Write out the part of the Franklin strategic goals text that begins at the words "Our successes will" and stops after "in UK research.", copying it word for word.

#### SOURCE DOCUMENT
• • • • • • •
Strategic Goals
Through a unique integration of disciplines, we will develop disruptive new technologies designed to tackle major challenges in health and life science. This will accelerate the discovery of new treatments for chronic diseases affecting millions of people around the world.
Our Strategic Goals guide the Franklin and ensure we achieve our fundamental aims:
Delivering world class science
Franklin technologies should be innovative in their design and application. These technologies will be developed in partnership with and sought after by the community.
Building a legacy to be proud of
The Franklin should leverage government investment to become a global centre of excellence – training the next generation in collaborative science.
Securing Future Success
The Franklin aims to build global networks to develop our technologies and ensure that, once they are matured, they are adopted into the community.
Our Science Strategy seeks to focus the Franklin’s research and unite our researchers around our Technology Innovation Challenges and Life Science Challenges:
From our Director
Radical innovation is driven by clear goals. Our aim is to create innovative technologies to transform our understanding of life, and our new strategic challenges will give us even greater focus and drive to achieve this.
Our challenges are unashamedly ambitious. We are striving to develop techniques that push the boundaries of what is possible in biological imaging and biochemistry to tackle the biggest challenges in health and life sciences.
The challenges will unite our researchers, which include internationally-renowned physicists, chemists, computer scientists and biologists, into agile and dynamic matrix-style teams.
Our successes will depend on our close working relationships with our funders, University members, industry and other national institutes. Being located on the Harwell Science and Innovation Campus, in a cluster of national research facilities including Diamond Light Source and the Mary Lyons Centre, also allows us to harness the strength of long-term UK research investment.
Our PhD students and early career researchers are exposed to multiple scientific disciplines including physical sciences, chemistry, computing, and biology and leading-edge imaging and chemical techniques. Through providing this unique training we are building much-needed skills capacity in UK research.
As a national Institute we will continue to support the wider UK research community by prioritising open science, openness of data, sharing of tools, sharing of workflows, and rolling out our innovations to researchers in the UK and beyond.
If our strategy is successful, we will provide vital technological innovations to accelerate discovery in the UK life sciences sector, allowing the development of new diagnostics and treatments to improve health.
• • • • • • •
#### RECORDS SHOWN
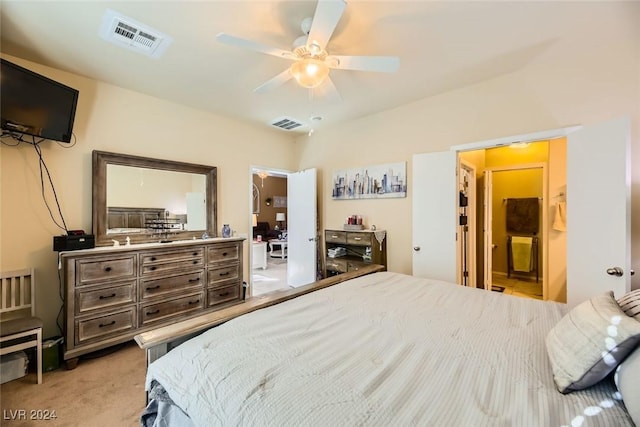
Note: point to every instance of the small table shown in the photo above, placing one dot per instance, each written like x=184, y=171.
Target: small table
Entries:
x=280, y=253
x=259, y=255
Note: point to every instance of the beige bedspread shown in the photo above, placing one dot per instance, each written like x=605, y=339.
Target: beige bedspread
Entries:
x=381, y=350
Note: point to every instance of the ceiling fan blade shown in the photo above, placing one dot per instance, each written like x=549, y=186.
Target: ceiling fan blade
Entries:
x=382, y=64
x=278, y=80
x=255, y=46
x=327, y=90
x=328, y=13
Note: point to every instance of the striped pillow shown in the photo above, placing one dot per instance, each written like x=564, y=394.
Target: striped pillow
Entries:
x=589, y=342
x=630, y=304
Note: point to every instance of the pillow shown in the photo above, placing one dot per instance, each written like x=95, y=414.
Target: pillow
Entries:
x=627, y=379
x=589, y=342
x=630, y=304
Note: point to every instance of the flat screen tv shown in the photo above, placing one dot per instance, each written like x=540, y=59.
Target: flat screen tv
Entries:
x=35, y=105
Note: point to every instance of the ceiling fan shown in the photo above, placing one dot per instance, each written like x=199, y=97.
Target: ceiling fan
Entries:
x=312, y=62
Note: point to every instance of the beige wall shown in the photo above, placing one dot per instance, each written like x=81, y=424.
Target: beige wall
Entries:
x=597, y=83
x=110, y=118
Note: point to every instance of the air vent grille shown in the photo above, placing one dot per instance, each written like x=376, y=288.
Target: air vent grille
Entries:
x=286, y=123
x=130, y=34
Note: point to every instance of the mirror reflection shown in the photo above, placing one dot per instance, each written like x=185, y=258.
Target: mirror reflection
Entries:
x=142, y=200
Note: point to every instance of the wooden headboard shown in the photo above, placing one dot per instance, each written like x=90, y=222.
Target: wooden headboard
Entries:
x=118, y=217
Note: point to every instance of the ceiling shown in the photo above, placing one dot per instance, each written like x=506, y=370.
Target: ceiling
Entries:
x=442, y=45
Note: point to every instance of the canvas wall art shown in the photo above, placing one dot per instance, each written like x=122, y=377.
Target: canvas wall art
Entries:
x=371, y=182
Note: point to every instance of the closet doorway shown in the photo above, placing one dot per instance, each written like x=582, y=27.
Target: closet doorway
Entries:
x=269, y=230
x=508, y=176
x=515, y=230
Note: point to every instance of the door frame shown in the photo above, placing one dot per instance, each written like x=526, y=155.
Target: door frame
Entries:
x=488, y=214
x=281, y=173
x=471, y=253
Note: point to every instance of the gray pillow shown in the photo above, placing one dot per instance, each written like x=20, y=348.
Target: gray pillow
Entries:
x=627, y=379
x=589, y=342
x=630, y=304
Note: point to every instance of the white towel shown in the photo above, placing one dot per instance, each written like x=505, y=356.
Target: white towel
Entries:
x=521, y=253
x=560, y=218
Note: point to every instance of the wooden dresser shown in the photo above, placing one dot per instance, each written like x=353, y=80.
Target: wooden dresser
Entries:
x=356, y=244
x=114, y=293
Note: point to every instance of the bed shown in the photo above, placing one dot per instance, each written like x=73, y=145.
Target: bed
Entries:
x=382, y=349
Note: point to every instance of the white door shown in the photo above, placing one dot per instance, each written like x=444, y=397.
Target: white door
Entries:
x=467, y=225
x=301, y=227
x=435, y=216
x=488, y=235
x=598, y=211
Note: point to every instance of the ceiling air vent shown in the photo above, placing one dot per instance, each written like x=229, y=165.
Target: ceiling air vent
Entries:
x=286, y=123
x=129, y=33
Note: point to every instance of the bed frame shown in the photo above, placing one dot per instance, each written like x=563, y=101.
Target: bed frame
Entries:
x=159, y=341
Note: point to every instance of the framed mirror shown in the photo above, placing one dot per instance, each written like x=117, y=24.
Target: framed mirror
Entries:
x=151, y=200
x=256, y=199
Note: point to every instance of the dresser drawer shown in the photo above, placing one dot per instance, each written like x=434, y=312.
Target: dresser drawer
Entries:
x=223, y=294
x=361, y=239
x=219, y=275
x=158, y=257
x=93, y=270
x=356, y=265
x=161, y=311
x=338, y=265
x=169, y=284
x=102, y=326
x=222, y=253
x=333, y=236
x=154, y=268
x=103, y=297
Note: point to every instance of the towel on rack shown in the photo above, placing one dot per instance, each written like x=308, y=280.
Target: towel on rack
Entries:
x=521, y=253
x=523, y=215
x=560, y=218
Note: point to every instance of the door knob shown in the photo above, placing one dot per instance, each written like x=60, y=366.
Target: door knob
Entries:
x=615, y=271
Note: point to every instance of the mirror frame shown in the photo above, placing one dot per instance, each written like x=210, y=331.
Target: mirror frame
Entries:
x=99, y=201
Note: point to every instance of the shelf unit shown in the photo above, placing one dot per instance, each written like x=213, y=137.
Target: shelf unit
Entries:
x=363, y=248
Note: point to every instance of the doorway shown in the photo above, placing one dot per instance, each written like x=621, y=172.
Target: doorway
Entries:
x=578, y=257
x=515, y=239
x=512, y=185
x=269, y=216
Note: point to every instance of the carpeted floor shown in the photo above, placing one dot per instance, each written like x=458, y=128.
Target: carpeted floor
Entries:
x=273, y=278
x=105, y=390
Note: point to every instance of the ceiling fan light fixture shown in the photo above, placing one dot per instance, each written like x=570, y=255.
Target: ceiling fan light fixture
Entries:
x=309, y=72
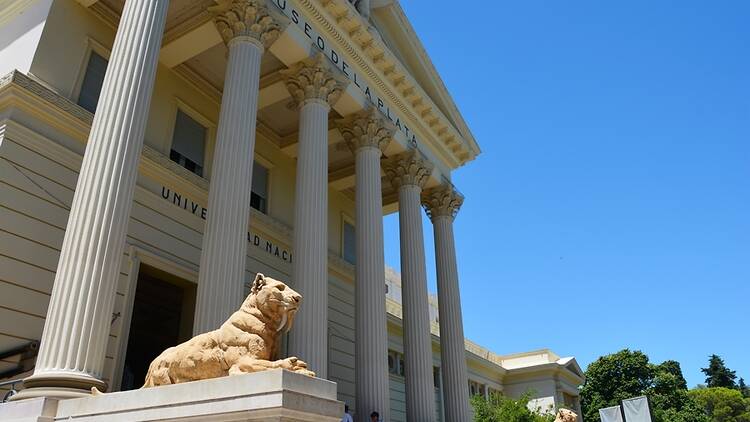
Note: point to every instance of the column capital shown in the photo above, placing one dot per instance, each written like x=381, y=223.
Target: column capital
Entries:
x=313, y=79
x=442, y=201
x=366, y=129
x=408, y=168
x=245, y=18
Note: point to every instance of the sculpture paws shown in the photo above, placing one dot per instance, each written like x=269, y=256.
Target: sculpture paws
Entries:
x=304, y=371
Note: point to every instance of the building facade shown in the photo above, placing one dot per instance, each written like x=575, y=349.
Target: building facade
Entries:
x=156, y=155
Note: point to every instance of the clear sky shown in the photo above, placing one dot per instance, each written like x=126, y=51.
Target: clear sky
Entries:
x=610, y=206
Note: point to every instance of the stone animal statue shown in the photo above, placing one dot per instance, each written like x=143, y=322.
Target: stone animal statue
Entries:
x=248, y=341
x=565, y=415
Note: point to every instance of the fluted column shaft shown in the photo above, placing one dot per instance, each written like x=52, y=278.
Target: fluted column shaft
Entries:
x=72, y=351
x=408, y=173
x=314, y=88
x=371, y=336
x=224, y=252
x=309, y=338
x=453, y=354
x=420, y=393
x=367, y=135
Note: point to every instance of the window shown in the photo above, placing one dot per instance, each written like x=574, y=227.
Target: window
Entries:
x=188, y=143
x=392, y=362
x=349, y=248
x=259, y=190
x=395, y=363
x=92, y=83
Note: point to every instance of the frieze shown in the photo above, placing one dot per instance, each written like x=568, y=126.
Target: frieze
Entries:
x=189, y=205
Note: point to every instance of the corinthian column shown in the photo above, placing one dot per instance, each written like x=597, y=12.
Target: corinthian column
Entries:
x=71, y=355
x=442, y=204
x=367, y=134
x=408, y=173
x=314, y=88
x=247, y=28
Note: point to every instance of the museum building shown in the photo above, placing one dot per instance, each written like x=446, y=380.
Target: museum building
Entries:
x=155, y=155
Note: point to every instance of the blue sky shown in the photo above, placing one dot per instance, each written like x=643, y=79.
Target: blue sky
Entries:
x=610, y=207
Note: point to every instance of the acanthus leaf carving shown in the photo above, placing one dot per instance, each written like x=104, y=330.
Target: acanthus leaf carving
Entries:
x=408, y=168
x=313, y=79
x=442, y=201
x=366, y=129
x=249, y=18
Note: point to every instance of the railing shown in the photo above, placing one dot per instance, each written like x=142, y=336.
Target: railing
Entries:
x=12, y=391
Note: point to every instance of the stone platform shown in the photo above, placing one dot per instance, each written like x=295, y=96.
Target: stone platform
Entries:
x=275, y=395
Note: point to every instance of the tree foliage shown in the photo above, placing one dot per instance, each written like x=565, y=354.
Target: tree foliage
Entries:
x=498, y=408
x=723, y=404
x=718, y=375
x=628, y=374
x=744, y=389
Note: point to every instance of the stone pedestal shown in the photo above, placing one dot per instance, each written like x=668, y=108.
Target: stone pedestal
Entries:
x=276, y=395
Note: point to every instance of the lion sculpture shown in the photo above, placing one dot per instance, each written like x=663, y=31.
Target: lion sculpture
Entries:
x=248, y=341
x=565, y=415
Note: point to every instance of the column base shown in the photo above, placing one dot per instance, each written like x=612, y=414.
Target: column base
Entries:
x=64, y=385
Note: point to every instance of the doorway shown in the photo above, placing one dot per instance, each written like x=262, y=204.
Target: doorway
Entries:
x=162, y=317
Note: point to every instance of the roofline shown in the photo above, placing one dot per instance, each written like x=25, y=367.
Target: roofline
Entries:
x=443, y=90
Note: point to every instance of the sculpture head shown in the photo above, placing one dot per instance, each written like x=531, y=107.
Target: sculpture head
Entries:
x=565, y=415
x=275, y=300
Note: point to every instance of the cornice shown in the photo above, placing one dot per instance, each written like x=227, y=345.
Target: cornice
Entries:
x=340, y=20
x=12, y=8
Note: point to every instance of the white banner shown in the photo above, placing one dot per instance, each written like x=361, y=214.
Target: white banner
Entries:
x=611, y=414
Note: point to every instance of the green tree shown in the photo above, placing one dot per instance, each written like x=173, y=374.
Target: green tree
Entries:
x=718, y=375
x=723, y=404
x=498, y=408
x=612, y=378
x=673, y=367
x=744, y=389
x=669, y=396
x=628, y=374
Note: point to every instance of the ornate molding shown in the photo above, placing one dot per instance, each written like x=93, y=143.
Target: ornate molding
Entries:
x=366, y=129
x=313, y=80
x=408, y=168
x=442, y=201
x=245, y=18
x=342, y=22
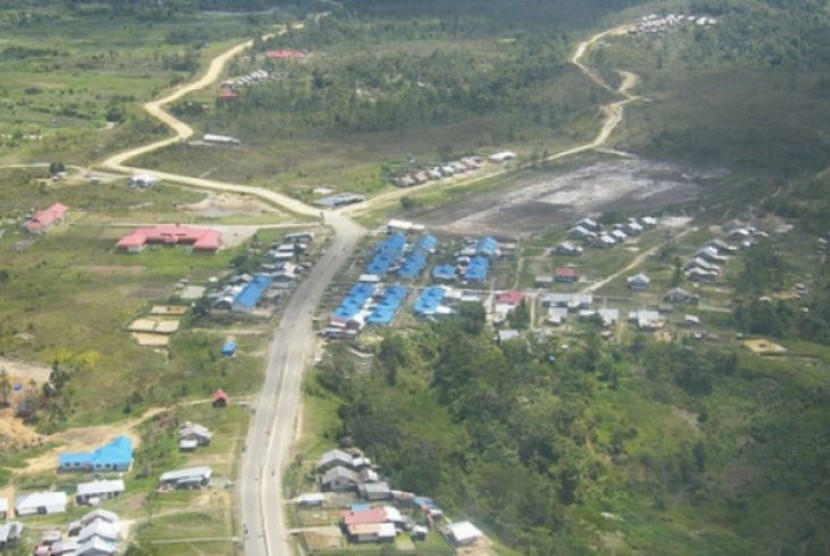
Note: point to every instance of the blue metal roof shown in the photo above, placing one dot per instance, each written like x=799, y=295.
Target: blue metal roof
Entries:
x=117, y=454
x=429, y=301
x=444, y=272
x=477, y=269
x=249, y=296
x=487, y=246
x=388, y=305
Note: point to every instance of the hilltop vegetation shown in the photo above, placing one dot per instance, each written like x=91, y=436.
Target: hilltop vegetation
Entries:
x=638, y=446
x=747, y=94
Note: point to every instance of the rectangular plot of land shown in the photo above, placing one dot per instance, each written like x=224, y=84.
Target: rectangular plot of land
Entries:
x=149, y=339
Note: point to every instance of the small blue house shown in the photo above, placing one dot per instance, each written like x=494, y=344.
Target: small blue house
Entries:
x=114, y=456
x=228, y=349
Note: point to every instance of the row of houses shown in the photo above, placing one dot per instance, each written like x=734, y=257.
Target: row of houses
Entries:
x=243, y=293
x=593, y=233
x=378, y=519
x=420, y=177
x=705, y=265
x=242, y=81
x=655, y=23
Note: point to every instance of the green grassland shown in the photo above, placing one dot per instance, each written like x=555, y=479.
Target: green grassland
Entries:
x=335, y=119
x=58, y=96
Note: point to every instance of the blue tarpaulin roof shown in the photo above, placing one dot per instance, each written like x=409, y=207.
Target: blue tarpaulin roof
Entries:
x=249, y=296
x=386, y=253
x=429, y=301
x=388, y=305
x=487, y=246
x=354, y=300
x=117, y=454
x=477, y=269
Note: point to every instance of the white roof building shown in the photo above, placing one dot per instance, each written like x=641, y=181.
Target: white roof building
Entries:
x=40, y=503
x=464, y=532
x=502, y=156
x=99, y=489
x=192, y=476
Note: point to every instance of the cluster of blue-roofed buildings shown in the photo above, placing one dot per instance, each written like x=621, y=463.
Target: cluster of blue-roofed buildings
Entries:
x=402, y=256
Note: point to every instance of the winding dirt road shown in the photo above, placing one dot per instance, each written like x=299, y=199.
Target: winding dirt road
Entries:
x=271, y=435
x=613, y=115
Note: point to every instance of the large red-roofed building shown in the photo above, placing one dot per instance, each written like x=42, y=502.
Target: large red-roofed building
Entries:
x=201, y=239
x=45, y=219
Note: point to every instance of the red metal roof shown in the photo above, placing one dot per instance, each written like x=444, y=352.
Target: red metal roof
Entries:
x=510, y=298
x=202, y=239
x=360, y=517
x=46, y=218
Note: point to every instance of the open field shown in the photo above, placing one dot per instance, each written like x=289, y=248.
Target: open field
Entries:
x=536, y=201
x=57, y=98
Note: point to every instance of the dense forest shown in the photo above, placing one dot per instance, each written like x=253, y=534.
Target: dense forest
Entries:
x=685, y=448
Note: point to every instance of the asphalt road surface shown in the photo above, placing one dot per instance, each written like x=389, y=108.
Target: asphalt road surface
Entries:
x=273, y=424
x=271, y=434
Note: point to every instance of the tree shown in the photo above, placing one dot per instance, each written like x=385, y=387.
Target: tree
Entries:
x=5, y=387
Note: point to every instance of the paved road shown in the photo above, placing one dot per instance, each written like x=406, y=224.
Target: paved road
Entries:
x=273, y=425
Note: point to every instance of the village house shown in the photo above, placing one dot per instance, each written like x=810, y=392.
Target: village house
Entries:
x=567, y=248
x=638, y=282
x=566, y=274
x=144, y=181
x=117, y=455
x=681, y=296
x=710, y=254
x=569, y=301
x=700, y=275
x=339, y=479
x=40, y=503
x=98, y=514
x=189, y=478
x=579, y=232
x=10, y=534
x=375, y=491
x=504, y=156
x=556, y=316
x=619, y=236
x=589, y=224
x=87, y=493
x=46, y=219
x=464, y=533
x=192, y=436
x=646, y=320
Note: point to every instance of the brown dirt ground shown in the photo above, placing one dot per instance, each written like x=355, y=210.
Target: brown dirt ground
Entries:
x=534, y=202
x=228, y=204
x=764, y=347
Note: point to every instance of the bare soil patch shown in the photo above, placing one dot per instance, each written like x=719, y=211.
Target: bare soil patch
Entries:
x=764, y=347
x=219, y=205
x=531, y=203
• • • • • • •
#### EXERCISE ANSWER
Our successes will depend on our close working relationships with our funders, University members, industry and other national institutes. Being located on the Harwell Science and Innovation Campus, in a cluster of national research facilities including Diamond Light Source and the Mary Lyons Centre, also allows us to harness the strength of long-term UK research investment.
Our PhD students and early career researchers are exposed to multiple scientific disciplines including physical sciences, chemistry, computing, and biology and leading-edge imaging and chemical techniques. Through providing this unique training we are building much-needed skills capacity in UK research.